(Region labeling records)
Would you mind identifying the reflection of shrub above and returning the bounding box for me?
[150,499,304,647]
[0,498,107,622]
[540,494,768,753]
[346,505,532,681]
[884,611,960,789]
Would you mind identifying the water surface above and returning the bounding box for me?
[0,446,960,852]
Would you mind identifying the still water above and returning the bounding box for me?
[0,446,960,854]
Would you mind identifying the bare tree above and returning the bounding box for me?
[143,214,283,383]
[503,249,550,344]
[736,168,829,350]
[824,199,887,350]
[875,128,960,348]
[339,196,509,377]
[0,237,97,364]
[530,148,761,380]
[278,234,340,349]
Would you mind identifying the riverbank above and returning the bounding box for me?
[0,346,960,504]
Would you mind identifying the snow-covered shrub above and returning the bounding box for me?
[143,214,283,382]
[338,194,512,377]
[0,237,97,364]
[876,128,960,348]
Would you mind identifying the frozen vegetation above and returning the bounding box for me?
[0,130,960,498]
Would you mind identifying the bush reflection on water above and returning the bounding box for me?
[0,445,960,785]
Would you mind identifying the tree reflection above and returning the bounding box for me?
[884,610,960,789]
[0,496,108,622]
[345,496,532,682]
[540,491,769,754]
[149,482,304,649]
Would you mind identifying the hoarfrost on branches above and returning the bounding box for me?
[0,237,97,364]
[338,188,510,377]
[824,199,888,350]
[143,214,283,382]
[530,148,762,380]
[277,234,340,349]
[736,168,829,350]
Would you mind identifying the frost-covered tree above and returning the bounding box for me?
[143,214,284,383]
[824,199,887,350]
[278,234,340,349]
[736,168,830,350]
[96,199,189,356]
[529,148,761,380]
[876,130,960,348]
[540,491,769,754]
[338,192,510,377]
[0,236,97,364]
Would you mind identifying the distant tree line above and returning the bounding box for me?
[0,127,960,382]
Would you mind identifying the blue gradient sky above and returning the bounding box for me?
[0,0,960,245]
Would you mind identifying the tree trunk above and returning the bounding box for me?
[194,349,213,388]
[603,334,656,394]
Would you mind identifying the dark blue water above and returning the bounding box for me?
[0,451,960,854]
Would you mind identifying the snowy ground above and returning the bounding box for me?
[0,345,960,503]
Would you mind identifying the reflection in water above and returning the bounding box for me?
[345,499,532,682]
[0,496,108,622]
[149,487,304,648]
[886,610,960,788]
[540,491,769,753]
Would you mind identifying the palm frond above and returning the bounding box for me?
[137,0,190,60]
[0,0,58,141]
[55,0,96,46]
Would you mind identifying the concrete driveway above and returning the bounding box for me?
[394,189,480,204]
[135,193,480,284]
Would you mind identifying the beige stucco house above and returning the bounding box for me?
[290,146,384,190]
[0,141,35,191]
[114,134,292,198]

* * *

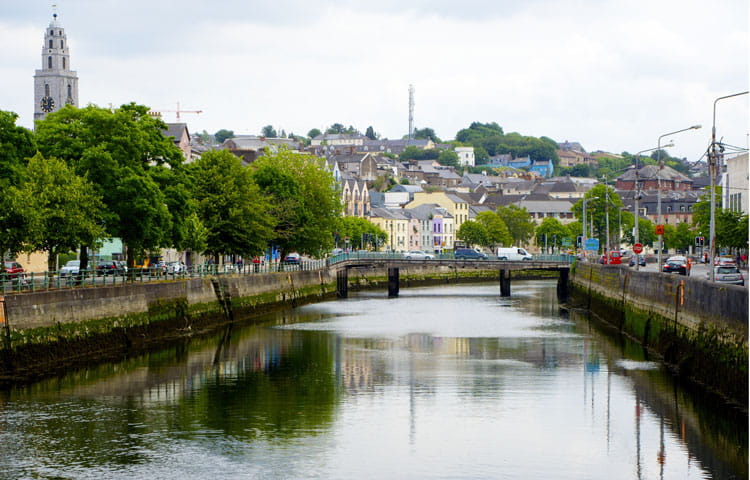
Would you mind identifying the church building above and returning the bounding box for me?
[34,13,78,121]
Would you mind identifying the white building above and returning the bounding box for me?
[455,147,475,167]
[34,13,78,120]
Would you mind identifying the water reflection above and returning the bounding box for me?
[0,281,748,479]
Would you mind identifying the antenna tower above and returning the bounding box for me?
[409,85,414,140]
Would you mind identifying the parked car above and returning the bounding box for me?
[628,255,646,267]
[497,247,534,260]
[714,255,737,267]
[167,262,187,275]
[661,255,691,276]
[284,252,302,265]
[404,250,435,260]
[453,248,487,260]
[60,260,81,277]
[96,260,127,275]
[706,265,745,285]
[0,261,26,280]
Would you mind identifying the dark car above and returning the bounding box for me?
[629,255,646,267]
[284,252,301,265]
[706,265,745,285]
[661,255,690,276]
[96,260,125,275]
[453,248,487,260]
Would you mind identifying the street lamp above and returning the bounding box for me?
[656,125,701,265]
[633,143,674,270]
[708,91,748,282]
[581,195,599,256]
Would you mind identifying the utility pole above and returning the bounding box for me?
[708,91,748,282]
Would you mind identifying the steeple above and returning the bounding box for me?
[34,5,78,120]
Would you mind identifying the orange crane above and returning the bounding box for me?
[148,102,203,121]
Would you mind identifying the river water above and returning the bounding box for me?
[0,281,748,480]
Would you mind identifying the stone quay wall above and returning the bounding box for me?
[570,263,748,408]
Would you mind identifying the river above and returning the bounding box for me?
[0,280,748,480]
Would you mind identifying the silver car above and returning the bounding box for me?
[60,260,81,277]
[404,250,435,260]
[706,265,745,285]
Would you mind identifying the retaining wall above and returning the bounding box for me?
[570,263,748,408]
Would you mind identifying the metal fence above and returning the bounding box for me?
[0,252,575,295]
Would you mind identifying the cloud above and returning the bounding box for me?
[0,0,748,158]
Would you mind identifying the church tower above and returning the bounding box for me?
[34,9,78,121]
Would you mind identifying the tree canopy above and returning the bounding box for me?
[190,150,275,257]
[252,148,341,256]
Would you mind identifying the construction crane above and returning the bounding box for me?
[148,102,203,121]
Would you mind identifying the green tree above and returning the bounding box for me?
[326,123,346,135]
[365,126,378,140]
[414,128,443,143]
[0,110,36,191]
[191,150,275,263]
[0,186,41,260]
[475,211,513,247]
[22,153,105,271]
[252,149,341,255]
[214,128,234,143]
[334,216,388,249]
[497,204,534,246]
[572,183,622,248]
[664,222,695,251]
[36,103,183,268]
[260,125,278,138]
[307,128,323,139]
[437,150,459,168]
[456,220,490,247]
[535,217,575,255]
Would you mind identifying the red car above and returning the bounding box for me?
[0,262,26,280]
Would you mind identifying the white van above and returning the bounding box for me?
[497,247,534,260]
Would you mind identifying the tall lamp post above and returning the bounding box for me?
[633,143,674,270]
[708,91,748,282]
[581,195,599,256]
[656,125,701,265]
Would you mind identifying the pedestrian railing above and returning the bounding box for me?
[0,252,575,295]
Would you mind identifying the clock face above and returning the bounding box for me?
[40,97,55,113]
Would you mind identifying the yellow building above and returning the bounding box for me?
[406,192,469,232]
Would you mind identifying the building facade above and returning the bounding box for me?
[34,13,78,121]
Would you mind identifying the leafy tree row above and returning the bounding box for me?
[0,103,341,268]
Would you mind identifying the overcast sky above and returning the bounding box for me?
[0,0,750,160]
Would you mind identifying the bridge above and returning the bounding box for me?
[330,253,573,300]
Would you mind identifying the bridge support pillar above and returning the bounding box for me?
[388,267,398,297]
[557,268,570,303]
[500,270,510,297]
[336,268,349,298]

--

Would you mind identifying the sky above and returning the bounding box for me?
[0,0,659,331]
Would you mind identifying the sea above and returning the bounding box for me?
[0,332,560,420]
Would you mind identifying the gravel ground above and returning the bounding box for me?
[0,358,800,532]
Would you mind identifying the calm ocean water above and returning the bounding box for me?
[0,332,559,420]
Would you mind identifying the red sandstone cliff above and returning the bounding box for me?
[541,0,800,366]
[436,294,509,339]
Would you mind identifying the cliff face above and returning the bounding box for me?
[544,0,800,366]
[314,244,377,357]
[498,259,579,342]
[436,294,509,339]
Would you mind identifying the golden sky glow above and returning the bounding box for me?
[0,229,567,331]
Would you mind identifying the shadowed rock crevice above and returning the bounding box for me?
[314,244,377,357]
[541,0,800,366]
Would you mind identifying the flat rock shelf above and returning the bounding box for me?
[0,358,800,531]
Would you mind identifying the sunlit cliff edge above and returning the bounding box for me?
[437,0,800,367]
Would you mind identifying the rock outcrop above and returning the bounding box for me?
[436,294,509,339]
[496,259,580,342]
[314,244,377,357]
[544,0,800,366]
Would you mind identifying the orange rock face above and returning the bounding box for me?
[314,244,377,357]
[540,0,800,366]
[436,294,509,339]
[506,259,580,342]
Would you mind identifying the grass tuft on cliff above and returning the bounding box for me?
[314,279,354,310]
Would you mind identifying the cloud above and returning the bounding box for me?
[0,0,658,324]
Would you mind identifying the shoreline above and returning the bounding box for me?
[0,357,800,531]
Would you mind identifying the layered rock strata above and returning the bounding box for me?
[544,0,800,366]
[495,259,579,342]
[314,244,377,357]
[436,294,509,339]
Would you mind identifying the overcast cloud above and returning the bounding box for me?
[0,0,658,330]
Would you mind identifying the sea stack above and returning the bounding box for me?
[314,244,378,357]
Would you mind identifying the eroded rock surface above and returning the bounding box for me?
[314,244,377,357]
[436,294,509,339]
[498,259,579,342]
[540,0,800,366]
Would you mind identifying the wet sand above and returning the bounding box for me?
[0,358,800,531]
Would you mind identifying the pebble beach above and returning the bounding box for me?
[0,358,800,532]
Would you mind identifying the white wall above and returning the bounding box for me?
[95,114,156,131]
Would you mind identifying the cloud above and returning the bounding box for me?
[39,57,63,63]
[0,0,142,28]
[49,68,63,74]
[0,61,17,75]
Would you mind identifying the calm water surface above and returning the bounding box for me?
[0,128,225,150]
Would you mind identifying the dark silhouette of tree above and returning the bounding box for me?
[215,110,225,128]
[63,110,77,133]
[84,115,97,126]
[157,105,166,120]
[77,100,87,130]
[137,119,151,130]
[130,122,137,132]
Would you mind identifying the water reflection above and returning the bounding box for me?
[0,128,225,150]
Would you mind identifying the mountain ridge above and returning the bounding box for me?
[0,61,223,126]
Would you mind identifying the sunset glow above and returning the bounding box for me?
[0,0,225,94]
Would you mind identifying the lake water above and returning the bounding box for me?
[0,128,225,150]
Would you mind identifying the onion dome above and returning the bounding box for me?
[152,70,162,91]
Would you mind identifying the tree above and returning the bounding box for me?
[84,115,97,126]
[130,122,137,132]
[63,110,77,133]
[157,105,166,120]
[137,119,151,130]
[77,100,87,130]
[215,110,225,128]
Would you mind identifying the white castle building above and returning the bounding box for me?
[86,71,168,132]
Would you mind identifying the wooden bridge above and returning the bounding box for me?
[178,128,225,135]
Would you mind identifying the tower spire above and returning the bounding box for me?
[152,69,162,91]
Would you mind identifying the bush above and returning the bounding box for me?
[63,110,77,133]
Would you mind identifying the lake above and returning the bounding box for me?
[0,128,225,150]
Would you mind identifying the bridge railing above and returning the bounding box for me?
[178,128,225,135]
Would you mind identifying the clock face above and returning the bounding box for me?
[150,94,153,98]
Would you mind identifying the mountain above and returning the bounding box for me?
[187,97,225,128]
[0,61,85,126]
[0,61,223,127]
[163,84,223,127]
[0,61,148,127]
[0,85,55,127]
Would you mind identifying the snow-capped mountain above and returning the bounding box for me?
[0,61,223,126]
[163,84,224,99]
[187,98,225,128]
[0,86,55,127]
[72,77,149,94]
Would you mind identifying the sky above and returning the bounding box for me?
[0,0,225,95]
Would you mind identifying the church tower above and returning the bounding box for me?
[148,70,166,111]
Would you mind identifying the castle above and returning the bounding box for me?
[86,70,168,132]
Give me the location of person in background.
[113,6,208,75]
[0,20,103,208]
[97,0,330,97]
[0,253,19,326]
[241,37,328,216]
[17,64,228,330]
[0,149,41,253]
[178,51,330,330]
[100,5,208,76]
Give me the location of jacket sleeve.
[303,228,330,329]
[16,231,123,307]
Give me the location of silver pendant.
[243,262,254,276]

TASK: Could you put everything in the listing from the line containing "Would you mind identifying the reflection of" down to and including the line containing "[0,445,960,785]" into a Markdown table with the columns Row and Line, numbering each row and leaving out blank lines?

EXERCISE ANSWER:
| Row | Line |
|---|---|
| 1 | Would you mind identifying the reflection of shrub above and returning the bounding box for me? |
| 2 | [150,499,304,647] |
| 3 | [0,498,107,622] |
| 4 | [540,494,768,753] |
| 5 | [346,505,532,681] |
| 6 | [884,611,960,789] |
| 7 | Would you mind identifying the water surface above and returning the bounding box for me? |
| 8 | [0,446,960,852] |
| 9 | Would you mind identifying the still water above and returning the bounding box for me? |
| 10 | [0,446,960,854] |
| 11 | Would you mind identifying the bare tree above and returning the bounding box for me? |
| 12 | [143,214,283,383] |
| 13 | [503,249,550,344] |
| 14 | [736,168,829,350] |
| 15 | [824,199,887,350] |
| 16 | [875,128,960,348] |
| 17 | [339,196,509,377] |
| 18 | [0,237,97,364] |
| 19 | [530,148,761,380] |
| 20 | [278,234,340,349] |
| 21 | Would you mind identifying the riverbank above and returning the bounding box for me? |
| 22 | [0,346,960,504] |
| 23 | Would you mind identifying the snow-covered shrub above and returning the bounding box for me? |
| 24 | [143,214,283,382] |
| 25 | [338,194,512,377] |
| 26 | [0,237,97,364] |
| 27 | [876,128,960,348] |
| 28 | Would you mind identifying the frozen vegetation above and returning the bounding box for me? |
| 29 | [0,130,960,498] |
| 30 | Would you mind identifying the bush reflection on water above and returning the bounding box for me? |
| 31 | [0,445,960,785] |